▶ _Goal_:
Write out exactly the lines running from the line that includes "Where can the crowd" to the end of the data, both ends included, and nothing besides.
── Material
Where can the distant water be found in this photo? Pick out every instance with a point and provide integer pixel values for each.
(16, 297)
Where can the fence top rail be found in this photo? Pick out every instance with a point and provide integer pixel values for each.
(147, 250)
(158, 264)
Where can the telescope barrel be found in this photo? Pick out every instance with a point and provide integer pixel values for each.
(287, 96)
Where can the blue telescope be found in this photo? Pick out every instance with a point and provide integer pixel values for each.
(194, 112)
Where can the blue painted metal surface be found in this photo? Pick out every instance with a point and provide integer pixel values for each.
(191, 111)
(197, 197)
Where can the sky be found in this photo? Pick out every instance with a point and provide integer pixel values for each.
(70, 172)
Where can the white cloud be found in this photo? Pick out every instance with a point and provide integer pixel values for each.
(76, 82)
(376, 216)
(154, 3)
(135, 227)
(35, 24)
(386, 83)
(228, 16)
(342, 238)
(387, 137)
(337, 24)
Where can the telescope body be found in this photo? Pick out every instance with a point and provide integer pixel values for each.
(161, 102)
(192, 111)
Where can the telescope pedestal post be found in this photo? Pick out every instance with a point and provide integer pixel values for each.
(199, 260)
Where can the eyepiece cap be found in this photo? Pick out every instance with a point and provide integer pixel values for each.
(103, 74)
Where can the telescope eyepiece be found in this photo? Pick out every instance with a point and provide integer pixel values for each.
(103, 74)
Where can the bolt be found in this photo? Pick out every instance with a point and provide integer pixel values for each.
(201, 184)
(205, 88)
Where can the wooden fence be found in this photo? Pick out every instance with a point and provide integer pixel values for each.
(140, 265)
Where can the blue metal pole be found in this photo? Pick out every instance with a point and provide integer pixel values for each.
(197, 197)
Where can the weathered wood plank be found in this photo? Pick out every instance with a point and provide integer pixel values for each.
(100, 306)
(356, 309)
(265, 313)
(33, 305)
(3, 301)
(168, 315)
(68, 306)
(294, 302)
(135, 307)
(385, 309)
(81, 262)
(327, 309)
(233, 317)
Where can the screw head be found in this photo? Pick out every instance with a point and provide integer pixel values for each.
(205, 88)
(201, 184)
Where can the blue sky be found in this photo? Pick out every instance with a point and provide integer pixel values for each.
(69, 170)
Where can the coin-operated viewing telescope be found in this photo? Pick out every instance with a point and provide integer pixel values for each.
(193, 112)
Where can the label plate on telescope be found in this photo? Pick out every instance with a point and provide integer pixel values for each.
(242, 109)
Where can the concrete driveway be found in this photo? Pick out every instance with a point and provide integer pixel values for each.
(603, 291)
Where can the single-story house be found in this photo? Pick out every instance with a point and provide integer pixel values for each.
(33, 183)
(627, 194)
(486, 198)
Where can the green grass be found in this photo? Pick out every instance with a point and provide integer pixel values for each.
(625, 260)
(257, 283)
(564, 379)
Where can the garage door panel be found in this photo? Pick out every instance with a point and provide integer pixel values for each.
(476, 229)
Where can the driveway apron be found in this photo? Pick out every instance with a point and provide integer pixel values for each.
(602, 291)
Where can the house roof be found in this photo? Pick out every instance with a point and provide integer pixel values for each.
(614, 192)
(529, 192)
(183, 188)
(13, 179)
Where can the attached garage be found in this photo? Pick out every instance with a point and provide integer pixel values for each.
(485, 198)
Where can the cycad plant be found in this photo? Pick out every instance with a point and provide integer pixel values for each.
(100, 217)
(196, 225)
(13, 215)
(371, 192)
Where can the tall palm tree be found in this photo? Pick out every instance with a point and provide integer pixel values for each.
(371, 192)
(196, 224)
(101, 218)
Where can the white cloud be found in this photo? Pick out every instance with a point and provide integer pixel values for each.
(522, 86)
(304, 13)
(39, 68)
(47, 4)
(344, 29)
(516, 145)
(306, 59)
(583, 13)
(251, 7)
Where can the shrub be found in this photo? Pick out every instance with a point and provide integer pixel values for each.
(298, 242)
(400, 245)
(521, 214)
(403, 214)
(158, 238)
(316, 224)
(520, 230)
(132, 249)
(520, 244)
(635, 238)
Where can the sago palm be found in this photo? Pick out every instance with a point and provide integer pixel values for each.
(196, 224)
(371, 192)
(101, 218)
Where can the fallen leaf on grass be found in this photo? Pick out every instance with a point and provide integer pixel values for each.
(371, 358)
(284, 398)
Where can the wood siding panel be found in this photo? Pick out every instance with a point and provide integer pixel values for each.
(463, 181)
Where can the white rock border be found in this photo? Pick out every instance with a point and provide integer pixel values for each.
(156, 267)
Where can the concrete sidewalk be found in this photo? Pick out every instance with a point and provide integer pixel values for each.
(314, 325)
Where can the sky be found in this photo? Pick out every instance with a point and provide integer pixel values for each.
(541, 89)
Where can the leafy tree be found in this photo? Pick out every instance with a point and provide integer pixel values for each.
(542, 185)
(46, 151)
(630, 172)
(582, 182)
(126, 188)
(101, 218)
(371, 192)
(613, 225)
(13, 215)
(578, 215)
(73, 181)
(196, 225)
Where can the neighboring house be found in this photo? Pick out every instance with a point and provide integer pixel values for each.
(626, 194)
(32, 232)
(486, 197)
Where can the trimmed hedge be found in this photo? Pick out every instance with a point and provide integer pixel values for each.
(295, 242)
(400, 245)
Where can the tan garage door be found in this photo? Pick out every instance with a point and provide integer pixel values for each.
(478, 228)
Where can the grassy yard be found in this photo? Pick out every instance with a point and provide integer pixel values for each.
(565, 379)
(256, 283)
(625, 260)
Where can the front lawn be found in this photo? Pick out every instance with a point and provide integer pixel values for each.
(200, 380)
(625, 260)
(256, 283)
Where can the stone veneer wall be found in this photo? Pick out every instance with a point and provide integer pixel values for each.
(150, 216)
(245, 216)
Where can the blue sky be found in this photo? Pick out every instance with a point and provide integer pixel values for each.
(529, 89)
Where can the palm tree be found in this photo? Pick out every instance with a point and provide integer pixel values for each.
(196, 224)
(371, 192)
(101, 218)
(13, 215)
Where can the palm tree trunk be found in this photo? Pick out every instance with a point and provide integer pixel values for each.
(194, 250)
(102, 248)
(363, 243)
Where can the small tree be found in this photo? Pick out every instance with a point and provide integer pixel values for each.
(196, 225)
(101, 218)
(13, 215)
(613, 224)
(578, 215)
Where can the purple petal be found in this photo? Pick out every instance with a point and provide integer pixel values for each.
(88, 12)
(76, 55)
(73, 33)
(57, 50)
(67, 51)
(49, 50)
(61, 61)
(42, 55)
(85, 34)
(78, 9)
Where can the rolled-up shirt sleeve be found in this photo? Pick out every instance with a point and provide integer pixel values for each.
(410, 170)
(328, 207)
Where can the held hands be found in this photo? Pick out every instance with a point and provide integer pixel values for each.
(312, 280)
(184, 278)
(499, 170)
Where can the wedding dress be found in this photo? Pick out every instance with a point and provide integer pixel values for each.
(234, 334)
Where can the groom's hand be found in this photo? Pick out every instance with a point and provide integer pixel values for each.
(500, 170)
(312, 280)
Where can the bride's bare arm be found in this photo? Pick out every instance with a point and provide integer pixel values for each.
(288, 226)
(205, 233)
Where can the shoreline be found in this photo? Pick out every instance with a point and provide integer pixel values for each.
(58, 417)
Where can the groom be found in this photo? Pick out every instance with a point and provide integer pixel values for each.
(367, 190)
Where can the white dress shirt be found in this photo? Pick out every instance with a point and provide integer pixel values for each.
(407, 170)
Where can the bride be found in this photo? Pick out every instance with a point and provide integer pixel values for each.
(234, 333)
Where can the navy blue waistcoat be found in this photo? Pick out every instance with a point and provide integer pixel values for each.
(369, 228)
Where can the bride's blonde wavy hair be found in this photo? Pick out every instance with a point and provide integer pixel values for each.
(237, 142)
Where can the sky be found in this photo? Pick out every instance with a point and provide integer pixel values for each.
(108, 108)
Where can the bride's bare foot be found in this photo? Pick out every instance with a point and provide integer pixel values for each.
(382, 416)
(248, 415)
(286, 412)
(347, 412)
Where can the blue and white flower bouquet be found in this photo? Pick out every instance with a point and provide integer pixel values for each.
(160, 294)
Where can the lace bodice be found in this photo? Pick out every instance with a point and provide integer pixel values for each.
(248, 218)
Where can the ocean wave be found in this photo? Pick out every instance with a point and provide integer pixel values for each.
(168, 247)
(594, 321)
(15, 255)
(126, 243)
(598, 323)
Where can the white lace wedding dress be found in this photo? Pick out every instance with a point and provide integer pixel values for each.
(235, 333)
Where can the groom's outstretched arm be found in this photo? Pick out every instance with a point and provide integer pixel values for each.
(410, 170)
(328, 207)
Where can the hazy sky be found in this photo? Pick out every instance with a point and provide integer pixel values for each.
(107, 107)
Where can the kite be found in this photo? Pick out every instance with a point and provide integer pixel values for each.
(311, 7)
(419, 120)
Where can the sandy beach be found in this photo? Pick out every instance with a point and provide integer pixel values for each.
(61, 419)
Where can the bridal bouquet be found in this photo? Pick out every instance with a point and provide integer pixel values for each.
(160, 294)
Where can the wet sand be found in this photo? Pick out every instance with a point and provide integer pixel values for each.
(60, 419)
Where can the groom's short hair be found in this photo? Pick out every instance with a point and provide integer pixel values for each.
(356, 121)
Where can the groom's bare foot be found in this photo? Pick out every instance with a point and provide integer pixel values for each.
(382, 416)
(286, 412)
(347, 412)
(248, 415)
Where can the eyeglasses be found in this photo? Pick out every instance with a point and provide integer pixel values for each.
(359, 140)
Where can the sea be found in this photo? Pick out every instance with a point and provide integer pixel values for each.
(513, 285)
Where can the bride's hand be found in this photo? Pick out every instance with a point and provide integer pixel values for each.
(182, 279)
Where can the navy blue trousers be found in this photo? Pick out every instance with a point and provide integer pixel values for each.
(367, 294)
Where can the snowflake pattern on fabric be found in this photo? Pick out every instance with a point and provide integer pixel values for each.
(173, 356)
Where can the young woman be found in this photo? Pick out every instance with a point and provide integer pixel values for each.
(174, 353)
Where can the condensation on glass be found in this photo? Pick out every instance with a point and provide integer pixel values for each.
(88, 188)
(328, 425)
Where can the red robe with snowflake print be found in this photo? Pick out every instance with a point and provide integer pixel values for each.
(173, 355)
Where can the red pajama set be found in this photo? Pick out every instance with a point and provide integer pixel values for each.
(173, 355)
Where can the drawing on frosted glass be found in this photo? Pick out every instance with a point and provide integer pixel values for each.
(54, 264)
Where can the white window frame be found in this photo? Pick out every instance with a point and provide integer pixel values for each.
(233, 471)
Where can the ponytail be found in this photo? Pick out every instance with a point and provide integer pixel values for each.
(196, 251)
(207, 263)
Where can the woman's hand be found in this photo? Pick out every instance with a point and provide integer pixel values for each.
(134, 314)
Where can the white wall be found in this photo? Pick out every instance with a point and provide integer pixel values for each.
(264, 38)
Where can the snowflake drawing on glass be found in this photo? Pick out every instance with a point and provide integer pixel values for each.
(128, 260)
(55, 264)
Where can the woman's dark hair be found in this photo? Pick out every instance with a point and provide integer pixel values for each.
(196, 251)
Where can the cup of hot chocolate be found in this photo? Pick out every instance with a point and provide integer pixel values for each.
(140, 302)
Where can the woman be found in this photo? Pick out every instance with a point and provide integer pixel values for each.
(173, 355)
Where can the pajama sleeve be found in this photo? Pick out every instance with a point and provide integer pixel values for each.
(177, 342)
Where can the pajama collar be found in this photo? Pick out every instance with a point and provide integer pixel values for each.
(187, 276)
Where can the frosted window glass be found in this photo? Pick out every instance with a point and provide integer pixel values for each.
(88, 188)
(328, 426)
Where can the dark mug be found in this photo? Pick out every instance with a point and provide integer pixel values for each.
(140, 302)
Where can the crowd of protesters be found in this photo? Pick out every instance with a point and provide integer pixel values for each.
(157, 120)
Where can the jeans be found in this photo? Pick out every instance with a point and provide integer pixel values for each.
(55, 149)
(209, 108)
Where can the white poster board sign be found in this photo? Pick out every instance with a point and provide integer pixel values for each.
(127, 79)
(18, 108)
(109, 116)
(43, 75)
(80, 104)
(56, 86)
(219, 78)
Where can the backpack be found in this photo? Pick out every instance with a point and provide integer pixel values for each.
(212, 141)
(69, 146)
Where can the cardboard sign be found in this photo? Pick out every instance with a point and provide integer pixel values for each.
────
▶ _Task answer_:
Where can the crowd of protesters be found in this photo? Pick out every instance with a point and provide integer pixel values for each.
(157, 120)
Where can the jeans be found in this photo? Pick out every instance with a point and provide integer pixel values for each.
(55, 149)
(209, 108)
Where can the white poster board sign be found in this photo? Pick out every instance with a point and provide integer pixel values for each.
(127, 79)
(18, 108)
(109, 116)
(43, 75)
(80, 104)
(56, 86)
(219, 78)
Where can the backpack be found in this photo? Pick out every instance with a point and provide integer pixel values for each.
(212, 141)
(69, 146)
Where can the cardboard sign be found in this photo? Pick out every instance with a point and provide integer pixel values for each.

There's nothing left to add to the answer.